🤖 AI Summary
Amazon VP of product Jamie Siminoff told Business Insider he’s making AI usage an explicit criterion for hiring and promotions in Amazon’s home‑security RBKS division (Ring, Blink, Key, Sidewalk). Internal communications require promotion applicants to list how they use AI, and interviews now probe whether candidates “lean into AI first” — with concrete expectations like familiarity with tools such as ChatGPT or Gemini and role‑specific questions (e.g., which engineering tools you use). Siminoff says the goal is to reward employees who create disproportionate “leverage for the company” by integrating AI into daily workflows and product features; he has also steered Ring toward more AI-powered crime‑fighting capabilities since returning as VP.
For the AI/ML community this signals a shift from exploratory experimentation to operational fluency as a workplace competency: familiarity with LLMs, prompt engineering, model/tool integration and MLOps may now be treated as measurable performance factors. That could accelerate tool adoption and demand for practical AI skills, but raises questions about fair evaluation, security, dependency on third‑party models, and how “AI contribution” is quantified. Amazon says the policy applies to RBKS, not the whole company, but the move illustrates how corporate incentives can rapidly reshape hiring, upskilling and product priorities around generative AI.

[Free-text descriptions of objects]
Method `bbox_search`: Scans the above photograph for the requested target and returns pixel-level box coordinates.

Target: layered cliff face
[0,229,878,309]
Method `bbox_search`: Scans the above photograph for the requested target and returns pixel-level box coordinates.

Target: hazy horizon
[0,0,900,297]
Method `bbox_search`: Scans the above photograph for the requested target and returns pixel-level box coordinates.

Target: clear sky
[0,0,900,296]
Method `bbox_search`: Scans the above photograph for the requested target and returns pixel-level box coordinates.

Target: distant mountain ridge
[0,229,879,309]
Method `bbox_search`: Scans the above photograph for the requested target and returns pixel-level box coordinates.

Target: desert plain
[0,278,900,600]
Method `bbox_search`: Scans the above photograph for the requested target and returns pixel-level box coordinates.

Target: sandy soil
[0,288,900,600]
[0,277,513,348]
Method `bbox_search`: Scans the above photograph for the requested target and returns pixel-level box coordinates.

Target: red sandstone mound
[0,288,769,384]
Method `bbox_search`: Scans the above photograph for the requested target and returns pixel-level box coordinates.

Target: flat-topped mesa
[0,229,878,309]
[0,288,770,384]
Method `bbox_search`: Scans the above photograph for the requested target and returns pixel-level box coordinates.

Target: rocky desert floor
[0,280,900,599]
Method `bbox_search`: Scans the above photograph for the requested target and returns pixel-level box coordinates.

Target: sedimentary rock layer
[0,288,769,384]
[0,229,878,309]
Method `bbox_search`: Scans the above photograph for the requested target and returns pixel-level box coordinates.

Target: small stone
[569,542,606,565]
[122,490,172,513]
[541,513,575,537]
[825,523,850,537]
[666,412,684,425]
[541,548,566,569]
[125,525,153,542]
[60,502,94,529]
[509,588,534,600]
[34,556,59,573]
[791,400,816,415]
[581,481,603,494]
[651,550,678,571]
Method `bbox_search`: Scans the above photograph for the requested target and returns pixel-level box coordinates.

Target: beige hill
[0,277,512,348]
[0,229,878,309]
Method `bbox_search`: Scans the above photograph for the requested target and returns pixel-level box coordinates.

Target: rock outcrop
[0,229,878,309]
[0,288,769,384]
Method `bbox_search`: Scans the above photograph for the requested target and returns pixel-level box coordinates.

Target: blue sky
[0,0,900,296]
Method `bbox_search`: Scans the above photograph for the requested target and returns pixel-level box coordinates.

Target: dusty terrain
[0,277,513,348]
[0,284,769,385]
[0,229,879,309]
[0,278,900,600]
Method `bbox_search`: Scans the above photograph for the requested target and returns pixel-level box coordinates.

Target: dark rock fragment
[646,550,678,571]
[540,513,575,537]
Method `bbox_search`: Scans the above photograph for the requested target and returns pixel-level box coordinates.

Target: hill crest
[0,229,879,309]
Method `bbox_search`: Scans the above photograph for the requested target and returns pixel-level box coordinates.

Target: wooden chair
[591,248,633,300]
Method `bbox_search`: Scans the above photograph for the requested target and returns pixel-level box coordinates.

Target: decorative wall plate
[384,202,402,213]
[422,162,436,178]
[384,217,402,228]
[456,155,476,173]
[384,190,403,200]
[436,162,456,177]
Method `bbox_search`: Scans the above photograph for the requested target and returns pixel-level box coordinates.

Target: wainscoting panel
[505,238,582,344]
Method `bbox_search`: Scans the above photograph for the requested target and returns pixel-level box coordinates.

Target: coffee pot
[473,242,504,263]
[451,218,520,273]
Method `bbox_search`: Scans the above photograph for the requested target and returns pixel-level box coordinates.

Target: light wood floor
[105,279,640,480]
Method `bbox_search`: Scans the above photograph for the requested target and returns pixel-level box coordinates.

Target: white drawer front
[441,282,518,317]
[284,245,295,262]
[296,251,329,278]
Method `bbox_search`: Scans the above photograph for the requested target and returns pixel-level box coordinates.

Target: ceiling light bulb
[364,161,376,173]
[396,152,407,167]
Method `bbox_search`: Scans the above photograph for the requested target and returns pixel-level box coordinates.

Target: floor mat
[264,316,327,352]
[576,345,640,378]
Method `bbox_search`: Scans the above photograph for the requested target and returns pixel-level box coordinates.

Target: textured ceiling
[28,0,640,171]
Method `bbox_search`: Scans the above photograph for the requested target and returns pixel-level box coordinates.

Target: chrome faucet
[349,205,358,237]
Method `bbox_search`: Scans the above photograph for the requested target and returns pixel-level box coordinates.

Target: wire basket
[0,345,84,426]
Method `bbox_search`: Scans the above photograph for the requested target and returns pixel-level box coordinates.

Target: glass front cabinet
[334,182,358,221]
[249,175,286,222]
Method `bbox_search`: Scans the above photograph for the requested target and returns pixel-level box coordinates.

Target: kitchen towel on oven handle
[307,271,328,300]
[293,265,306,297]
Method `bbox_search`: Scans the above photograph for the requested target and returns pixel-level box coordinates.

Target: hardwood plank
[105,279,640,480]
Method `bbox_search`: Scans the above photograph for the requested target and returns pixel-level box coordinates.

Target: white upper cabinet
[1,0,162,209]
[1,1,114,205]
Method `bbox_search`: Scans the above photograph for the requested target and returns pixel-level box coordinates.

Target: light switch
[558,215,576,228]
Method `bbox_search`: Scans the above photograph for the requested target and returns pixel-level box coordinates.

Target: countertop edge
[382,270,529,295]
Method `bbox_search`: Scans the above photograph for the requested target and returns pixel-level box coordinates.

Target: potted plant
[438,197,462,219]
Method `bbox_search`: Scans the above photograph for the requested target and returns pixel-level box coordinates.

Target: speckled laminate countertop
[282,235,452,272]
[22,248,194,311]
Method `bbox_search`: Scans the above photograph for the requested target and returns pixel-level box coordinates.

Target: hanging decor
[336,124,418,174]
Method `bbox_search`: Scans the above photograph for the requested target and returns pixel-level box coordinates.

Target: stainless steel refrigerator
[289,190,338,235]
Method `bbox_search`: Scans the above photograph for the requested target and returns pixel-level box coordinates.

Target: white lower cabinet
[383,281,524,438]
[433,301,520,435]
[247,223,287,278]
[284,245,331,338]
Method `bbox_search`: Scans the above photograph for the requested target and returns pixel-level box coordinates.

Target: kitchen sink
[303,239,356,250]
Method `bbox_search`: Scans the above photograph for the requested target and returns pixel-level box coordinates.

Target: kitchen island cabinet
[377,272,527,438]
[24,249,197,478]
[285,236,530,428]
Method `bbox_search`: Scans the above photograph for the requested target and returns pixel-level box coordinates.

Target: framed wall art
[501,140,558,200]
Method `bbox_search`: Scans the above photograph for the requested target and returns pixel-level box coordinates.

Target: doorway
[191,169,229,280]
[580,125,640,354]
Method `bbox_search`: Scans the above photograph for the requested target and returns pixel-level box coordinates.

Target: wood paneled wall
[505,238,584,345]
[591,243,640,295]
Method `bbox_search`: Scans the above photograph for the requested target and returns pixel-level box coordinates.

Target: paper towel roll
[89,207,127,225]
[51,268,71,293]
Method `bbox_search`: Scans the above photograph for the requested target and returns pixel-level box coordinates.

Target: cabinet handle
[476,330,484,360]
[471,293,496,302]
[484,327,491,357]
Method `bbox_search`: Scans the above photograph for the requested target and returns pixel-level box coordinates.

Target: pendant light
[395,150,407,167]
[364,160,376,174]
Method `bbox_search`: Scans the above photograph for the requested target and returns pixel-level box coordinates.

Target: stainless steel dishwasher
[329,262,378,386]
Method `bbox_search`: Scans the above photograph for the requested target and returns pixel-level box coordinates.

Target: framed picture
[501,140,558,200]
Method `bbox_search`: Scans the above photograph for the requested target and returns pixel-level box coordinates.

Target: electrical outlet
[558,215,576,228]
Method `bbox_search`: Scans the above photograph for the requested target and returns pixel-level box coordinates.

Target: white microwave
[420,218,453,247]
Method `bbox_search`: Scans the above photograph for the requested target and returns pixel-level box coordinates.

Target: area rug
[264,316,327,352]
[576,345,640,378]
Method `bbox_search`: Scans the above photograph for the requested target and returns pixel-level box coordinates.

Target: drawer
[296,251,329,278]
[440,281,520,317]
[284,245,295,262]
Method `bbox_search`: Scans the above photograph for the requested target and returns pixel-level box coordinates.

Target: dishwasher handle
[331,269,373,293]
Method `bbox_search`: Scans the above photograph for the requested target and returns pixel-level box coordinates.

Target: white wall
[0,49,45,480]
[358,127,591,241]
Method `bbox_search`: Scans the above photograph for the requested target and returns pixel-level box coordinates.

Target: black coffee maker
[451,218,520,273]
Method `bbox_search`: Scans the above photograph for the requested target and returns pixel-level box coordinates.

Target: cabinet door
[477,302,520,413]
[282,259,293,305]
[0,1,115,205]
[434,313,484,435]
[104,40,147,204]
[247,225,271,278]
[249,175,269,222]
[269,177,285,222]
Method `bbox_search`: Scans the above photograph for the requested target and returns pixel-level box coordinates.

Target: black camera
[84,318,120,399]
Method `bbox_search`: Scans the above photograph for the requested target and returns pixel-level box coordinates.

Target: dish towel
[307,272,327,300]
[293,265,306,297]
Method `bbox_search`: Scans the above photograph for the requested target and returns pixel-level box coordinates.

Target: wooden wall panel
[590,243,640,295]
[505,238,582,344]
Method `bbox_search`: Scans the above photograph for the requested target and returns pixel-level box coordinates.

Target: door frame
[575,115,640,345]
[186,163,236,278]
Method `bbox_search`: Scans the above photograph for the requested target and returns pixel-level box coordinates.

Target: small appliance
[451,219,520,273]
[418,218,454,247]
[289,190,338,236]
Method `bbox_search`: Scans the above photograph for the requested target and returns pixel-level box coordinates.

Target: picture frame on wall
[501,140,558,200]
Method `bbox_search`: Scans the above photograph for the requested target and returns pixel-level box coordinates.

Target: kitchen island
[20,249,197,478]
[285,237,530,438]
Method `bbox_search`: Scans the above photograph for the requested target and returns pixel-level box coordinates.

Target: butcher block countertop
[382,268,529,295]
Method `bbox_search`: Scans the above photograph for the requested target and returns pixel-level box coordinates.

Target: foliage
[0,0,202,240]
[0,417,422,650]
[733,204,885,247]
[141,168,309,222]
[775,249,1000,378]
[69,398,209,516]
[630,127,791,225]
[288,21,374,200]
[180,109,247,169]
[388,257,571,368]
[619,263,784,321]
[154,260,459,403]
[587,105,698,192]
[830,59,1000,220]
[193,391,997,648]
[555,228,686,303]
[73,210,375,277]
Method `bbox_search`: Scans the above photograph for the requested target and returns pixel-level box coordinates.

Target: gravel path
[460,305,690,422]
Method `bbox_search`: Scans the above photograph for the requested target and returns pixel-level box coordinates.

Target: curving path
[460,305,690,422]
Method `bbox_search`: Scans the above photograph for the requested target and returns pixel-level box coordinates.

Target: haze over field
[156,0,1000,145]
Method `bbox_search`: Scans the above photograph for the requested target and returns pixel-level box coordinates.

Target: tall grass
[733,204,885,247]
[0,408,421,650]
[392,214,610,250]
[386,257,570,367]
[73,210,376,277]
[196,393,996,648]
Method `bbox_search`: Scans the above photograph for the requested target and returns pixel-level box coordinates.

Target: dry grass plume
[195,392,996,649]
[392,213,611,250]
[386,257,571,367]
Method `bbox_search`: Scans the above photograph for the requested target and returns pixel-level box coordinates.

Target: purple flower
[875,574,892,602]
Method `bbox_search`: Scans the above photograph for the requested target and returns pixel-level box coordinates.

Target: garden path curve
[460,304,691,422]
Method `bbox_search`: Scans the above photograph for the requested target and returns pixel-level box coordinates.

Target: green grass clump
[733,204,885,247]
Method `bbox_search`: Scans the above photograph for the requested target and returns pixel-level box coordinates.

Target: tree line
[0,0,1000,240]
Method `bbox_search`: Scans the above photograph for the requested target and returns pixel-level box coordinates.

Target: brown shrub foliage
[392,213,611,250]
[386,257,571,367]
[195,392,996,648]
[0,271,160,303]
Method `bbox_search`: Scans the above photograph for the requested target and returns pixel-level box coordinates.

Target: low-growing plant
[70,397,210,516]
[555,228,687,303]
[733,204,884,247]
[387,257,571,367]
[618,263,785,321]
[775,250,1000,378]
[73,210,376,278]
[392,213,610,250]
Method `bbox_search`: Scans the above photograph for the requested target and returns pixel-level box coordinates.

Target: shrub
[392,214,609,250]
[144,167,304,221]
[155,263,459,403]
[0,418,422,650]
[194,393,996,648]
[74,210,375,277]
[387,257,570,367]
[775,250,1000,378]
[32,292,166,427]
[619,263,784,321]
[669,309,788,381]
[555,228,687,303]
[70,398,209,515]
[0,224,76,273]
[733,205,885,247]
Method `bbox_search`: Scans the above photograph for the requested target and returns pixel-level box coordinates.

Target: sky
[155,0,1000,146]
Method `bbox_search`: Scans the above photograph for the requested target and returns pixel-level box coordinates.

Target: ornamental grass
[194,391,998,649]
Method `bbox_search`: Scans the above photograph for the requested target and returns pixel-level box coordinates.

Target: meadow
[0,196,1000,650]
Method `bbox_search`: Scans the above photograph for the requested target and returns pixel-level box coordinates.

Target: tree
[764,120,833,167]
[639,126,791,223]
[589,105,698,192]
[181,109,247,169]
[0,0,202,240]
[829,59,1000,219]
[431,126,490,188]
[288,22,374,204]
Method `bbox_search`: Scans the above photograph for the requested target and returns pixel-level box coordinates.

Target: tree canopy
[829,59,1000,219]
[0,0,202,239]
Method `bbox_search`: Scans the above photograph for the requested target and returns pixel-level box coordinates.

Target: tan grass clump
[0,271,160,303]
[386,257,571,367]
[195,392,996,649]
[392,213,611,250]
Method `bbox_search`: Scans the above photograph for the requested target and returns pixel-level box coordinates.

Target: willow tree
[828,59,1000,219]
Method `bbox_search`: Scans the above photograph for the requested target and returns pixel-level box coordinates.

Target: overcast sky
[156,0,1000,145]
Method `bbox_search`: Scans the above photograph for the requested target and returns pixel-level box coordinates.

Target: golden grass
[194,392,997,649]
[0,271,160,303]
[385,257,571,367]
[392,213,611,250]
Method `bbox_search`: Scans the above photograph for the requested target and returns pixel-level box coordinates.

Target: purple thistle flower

→ **What this exercise asks**
1. Rewrite the AI summary from "For the AI/ML" to "around generative AI.", replacing "fluency" with "proficiency".
2. According to the AI summary, which four units make up Amazon's RBKS division?

→ **Task results**
1.
For the AI/ML community this signals a shift from exploratory experimentation to operational proficiency as a workplace competency: familiarity with LLMs, prompt engineering, model/tool integration and MLOps may now be treated as measurable performance factors. That could accelerate tool adoption and demand for practical AI skills, but raises questions about fair evaluation, security, dependency on third‑party models, and how “AI contribution” is quantified. Amazon says the policy applies to RBKS, not the whole company, but the move illustrates how corporate incentives can rapidly reshape hiring, upskilling and product priorities around generative AI.

2. Ring, Blink, Key, and Sidewalk.